=== EXERCICES ===
• a. Pour chacune des affirmations suivantes, indiquez par oui ou par non si elle concorde avec le récit ci-dessous, en citant les mots décisifs du récit. (i) L'âne tombé dans le lit du torrent portait une caisse de munitions. (ii) La caisse repêchée contenait des vivres. (iii) Au nord, la vallée du Longérenngéri est bornée par les montagnes de Kigammboué.
• b. Recopiez sans rien changer le passage du récit ci-dessous qui s'ouvre sur les mots contenant « En amont de » et se clôt sur « qu’il avait faite. ».

=== SOURCE ===
• • •

En amont de Kiroka, les montagnes continuaient à enclore la vallée, d’où nous sortîmes à l’ouest, par une gorge située à quelque hauteur. Engagé dans la passe, le chemin suivit le bord d’un lit de torrent de plus de vingt pieds de profondeur, aux berges presque verticales, et où tomba l’un de nos ânes, qui était chargé d’une caisse de munitions du poids de cent quarante livres. Cette caisse précieuse — elle renfermait nos balles explosibles — fut heureusement repêchée saine et sauve. Le baudet lui-même n’eut aucun mal, bien qu’il fût tombé sur la tête ; une petite place du front, où le poil avait été enlevé, témoignait seule de la chute qu’il avait faite.

Dans la dernière partie de la gorge, le sentier se déroula sur des rochers de grès et de quartz, où il fut très glissant, et passa entre des falaises dont les sommets, qui nous dominaient de trois cents pieds, étaient couronnés d’arbres ; puis un versant rapide, revêtu d’une argile rouge et grasse, nous ramena dans la vallée du Longérenngéri.

Bornée au sud par les montagnes de Kigammboué, d’où se précipitent de nombreux torrents, qui vont grossir la rivière, la vallée était flanquée au nord d’une série de cônes détachés. Elle est extrêmement fertile et présente une heureuse alternance de jungles, de grands bois, d’herbages et de cultures ; mais les torrents des monts Kigammboué diminuent sérieusement ces avantages par leur menace permanente à la sécurité des habitants.

L’un de ces cours d’eau torrentiels, le Mohalé, doit avoir plus d’un mille de large dans la saison des crues ; même à l’époque où nous l’avons traversé, plusieurs ruisseaux de deux pieds de profondeur fuyaient entre les fourrés de bambous qui sillonnaient le lit du torrent.

Après avoir couché dans un village appelé aussi Mohalé, et qui est bâti près de la rivière, nous arrivâmes le lendemain matin à Simmbaouéni, l’ancienne résidence de Kisabenngo, qui fut la terreur de toutes les tribus voisines.

• • •

=== DONNÉES AFFICHÉES ===
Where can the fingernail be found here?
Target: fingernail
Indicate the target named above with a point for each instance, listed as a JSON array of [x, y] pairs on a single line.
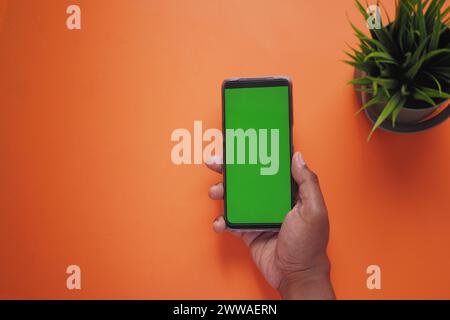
[[299, 159]]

• • •

=== CORRIGÉS ===
• a.
(i) Oui : « qui était chargé d’une caisse de munitions du poids de cent quarante livres »
(ii) Non : « elle renfermait nos balles explosibles »
(iii) Non : « Bornée au sud par les montagnes de Kigammboué »

• b.
En amont de Kiroka, les montagnes continuaient à enclore la vallée, d’où nous sortîmes à l’ouest, par une gorge située à quelque hauteur. Engagé dans la passe, le chemin suivit le bord d’un lit de torrent de plus de vingt pieds de profondeur, aux berges presque verticales, et où tomba l’un de nos ânes, qui était chargé d’une caisse de munitions du poids de cent quarante livres. Cette caisse précieuse — elle renfermait nos balles explosibles — fut heureusement repêchée saine et sauve. Le baudet lui-même n’eut aucun mal, bien qu’il fût tombé sur la tête ; une petite place du front, où le poil avait été enlevé, témoignait seule de la chute qu’il avait faite.